» **THE EXERCISE**
Rewrite every line of the rows below as a JSON list of strings, one string per line, with blank lines omitted. Leave the pictures out of the answer.

** start of GIVEN ENTRIES **

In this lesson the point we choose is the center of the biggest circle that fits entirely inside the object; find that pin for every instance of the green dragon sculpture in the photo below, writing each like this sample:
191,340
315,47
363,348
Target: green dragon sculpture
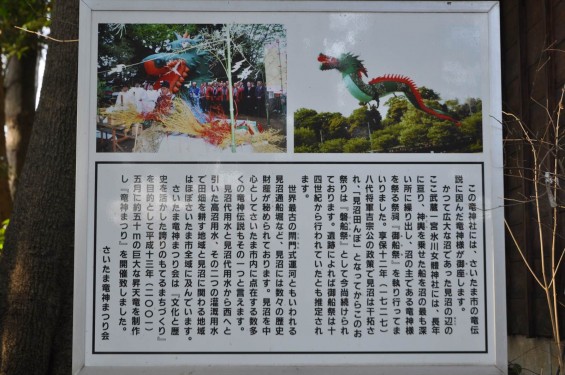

** end of GIVEN ENTRIES **

» **COMPLETE ANSWER**
[
  "In this lesson the point we choose is the center of the biggest circle that fits entirely inside the object; find that pin for every instance of the green dragon sculpture in the photo below, writing each like this sample:",
  "191,340",
  "315,47",
  "363,348",
  "Target: green dragon sculpture"
]